__TASK BRIEF__
Repeat the listing that follows, character for character, minus the pictures.

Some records
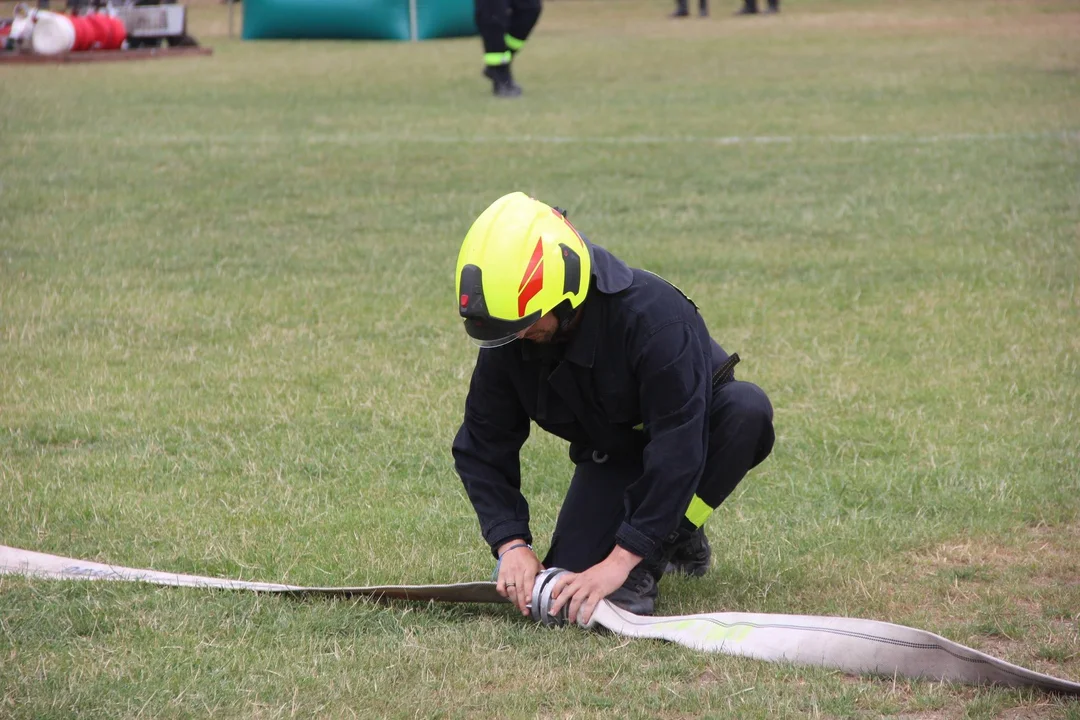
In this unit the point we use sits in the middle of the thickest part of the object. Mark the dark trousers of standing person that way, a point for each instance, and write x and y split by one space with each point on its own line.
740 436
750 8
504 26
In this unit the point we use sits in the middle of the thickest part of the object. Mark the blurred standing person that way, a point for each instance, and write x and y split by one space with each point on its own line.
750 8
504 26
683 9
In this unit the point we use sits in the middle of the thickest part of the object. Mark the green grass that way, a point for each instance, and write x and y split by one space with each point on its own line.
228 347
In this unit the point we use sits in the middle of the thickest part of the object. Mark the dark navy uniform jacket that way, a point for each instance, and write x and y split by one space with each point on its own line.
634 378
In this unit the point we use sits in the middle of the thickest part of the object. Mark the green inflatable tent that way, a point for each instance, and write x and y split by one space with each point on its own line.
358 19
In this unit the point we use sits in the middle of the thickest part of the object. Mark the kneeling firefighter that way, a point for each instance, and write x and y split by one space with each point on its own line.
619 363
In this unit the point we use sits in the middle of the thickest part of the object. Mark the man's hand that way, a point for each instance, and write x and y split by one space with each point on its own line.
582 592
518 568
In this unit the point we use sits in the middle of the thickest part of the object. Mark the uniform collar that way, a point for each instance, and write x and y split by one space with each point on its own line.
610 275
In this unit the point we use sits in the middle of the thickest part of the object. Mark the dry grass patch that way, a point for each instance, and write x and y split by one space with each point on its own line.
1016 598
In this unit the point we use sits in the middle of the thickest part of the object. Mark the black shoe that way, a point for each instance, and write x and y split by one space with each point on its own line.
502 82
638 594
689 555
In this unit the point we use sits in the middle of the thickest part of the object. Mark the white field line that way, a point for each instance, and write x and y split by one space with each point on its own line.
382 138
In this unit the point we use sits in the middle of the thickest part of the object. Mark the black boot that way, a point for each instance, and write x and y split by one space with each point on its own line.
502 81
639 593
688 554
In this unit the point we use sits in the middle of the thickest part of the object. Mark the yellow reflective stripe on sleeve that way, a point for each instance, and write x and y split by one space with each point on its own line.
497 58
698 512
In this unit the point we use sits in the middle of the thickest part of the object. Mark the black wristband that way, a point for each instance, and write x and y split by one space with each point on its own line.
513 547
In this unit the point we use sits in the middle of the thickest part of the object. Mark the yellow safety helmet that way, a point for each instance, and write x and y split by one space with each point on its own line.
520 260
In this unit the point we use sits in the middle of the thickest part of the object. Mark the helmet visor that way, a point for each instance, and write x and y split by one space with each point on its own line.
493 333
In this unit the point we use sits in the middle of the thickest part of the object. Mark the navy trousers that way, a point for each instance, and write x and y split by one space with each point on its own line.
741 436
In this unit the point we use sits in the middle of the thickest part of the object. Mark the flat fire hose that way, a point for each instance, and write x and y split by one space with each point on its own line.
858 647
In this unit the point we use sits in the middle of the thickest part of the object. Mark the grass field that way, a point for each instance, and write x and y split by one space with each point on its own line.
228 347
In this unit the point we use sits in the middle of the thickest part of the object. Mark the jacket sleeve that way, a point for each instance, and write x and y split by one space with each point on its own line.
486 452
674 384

__OUTPUT OF THE EXERCISE__
In this unit the point we use sits in the middle of the thickest part of the object. Mark the dark trousers of standing person that way, a point for each instance, and write x and y split by one space with each point on its own line.
740 436
750 8
504 26
In this unit the point we use sits in the middle of the thickest part of the object. Mark the blurred standing person that way, a point for each instance, and write x and y split by one space with each point on its own line.
750 8
504 26
683 9
In this unit the point we use sits in the middle of the thickest part of the object. Mark the green grass that way, a point for each instance, and write x and y split by one space with each point on its own line.
228 347
In this unit the point we use sits in the middle of the thickest part of the object. Mark the dark navy uniform jacket that way, a point for each instance, and write x and y split by one space with each point on its own line.
634 378
In this unit the point we use sits in the middle of the thickest part of the object. Mark the green inflatable tent that way, a point for each instance, and write x and y split by one space with each point on its own line.
358 19
In this unit the point we use sits in the middle of the thickest part of the object. Mark the kneeling firefighter that way, a point for each instance, and write x and y split by one space with each point on its own line.
619 363
In this unit the point we use sits in the middle of the thickest part of the object. Mark the man's hand that way, a point for each instance, and write x and y split by one space with each point on its own line.
582 592
518 568
In this unit the point we use sits in the middle of the thickest part of the object. Mark the uniform collar that way, a point for each instance, and write x and y split by one space with each point on its own line.
610 275
In this unit the point we use sits in the middle of the thickest part of the object. Mark the dry grass patch that way, a point for each instance, and write x and y split by one space with each point on its own line.
1016 598
In this unit the point we use sits in the middle of the thickest part of the object. Mark the black shoe that way, a point for each instance, and write x and y split by one space with each point on its own line.
502 82
638 594
689 555
In this unit the point we use sits in the middle of the thickest part of the object. Mark the white field line that way, a point for each instance, and write x and y split by one space with each point on its own line.
382 138
In this unit the point we use sits in the middle of the thickest part of the object. Mark the black boot that way, a point for each instance, and write x and y split by one space with each point on its own line.
502 81
639 593
688 554
In this unit the point we use sits in the middle of the thickest part of the object. Mark the yellow reflective stripe on sleeve that way, a point for each instance, and write x and y split by one space with each point on its own line.
497 58
698 512
In this unit the point we use sits in the middle of the thickest part of the object. Mark the black wristband that way, a point for each instance, and write x and y split by one space with each point on its own line.
513 547
In this unit the point we use sits in the middle of the thickest part of the object. Mark the yellow safety helmet that way, a point for each instance, and write x and y split by one space with each point on its own line.
520 260
In this unit the point we use sits in the middle of the thickest part of the object. Mark the helmet visor that way, a point for each instance, and write x and y split by one space with each point on its own line.
493 333
In this unit the point we use sits in the middle of the thickest part of the object. Mark the navy trousers that way, a point for each instance, and write x and y split by one space with each point on its own line.
741 436
In this unit the point we use sits in the middle of the thickest part of the object. Mark the flat fire hose that way, a point for each instance, and write x and y split by one space with each point on its own line.
858 647
In this unit the point we use sits in the middle of the thickest part of the object. Mark the grass field that way, a point for each instance, and write x and y split by one space with each point on its own line.
228 347
In this unit the point we use sits in the middle of the thickest part of the object. Mark the jacket sleeve that way, a point for each instance, and write x and y split by one space with each point on its own line.
486 452
674 384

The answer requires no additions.